### Brano del documento

Io credo che investire e credere in un progetto con tutto te stesso abbia la necessità anche di una buona dose di fortuna, tipo a Black Jack: tu hai 20 in mano che potrebbe essere pure tanto ma se il banco fa 21, perdi esattamente come quello che si è fermato a 15 o quello che ha sballato chiedendo carta con 16.

Altrimenti se fosse facile o possibile da anticipare, saremmo tutti mega milionari come Briatore o chiaroveggenti come Wanna Marchi, forse.

Una piccola parte è molto arrabbiata con le istituzioni, con le varie riforme fiscali e i sindacati; sentono che se esiste una categoria colpita, quella è la loro.

Ma tutto sommato devo dire che l’imprenditore che mi ha riportato la sua testimonianza è stato umile e molto autocritico, diciamo che non ho visto burberi capi o dispotici “paron dalle braghe bianche”.

 

 

Bene, con questo ho concluso la mia analisi, se vi interessa proseguire la lettura, troverete i “bonus track” di questa fantastica avventura, altrimenti se concludete qui, voglio ringraziare di cuore tutti quelli che hanno anche solo con un commento, apportato un plus valore a questa analisi ma soprattutto voglio ringraziare quelli che mi hanno sviscerato le loro storie, con naturalezza, con umiltà e tanta ma tanta voglia di riprovarci nel migliore dei modi.

In ordine sparso:

  • Salvatore
  • Mario
  • Leonardo
  • Andrea M.
  • Andrea S.
  • Fabio
  • Remo
  • Chiara
  • Alessandro S.
  • Simona P.

### Elenco righe
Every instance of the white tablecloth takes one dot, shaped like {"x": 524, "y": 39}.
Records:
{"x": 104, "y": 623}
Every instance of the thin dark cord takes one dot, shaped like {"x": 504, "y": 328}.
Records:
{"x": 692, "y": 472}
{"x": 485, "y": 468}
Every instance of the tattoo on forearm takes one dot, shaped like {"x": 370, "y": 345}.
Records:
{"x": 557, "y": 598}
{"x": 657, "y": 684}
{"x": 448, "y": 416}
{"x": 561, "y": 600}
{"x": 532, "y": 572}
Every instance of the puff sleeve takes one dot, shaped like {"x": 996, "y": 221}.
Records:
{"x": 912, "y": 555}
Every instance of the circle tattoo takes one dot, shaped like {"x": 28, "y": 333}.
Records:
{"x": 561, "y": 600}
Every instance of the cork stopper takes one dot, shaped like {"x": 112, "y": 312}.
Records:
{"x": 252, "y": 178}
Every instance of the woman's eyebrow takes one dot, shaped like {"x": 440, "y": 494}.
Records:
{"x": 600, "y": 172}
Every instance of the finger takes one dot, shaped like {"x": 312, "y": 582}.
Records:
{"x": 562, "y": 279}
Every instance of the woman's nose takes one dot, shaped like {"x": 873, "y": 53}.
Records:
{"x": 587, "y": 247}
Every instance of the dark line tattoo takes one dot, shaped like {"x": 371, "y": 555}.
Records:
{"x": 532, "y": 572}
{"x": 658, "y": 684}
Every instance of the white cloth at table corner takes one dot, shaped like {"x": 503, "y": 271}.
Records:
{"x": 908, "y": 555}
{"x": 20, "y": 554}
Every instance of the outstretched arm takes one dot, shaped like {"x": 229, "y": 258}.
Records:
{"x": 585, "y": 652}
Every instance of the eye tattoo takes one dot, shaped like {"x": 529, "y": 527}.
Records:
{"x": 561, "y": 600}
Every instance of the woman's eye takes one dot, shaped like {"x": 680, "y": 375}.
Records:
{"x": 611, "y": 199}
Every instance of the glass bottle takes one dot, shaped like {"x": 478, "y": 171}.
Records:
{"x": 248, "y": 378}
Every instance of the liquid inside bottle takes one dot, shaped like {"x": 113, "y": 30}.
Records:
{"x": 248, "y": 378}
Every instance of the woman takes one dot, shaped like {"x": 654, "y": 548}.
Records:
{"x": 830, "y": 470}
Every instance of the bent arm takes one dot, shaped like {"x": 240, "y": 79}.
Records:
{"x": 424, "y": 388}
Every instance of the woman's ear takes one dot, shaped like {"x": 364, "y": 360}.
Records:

### Consegna
Nell'esempio del Black Jack del brano, quanto ha in mano il giocatore? Le righe sono materiale a sé, distinto dal brano.

### Risposta finale
Ha 20 in mano.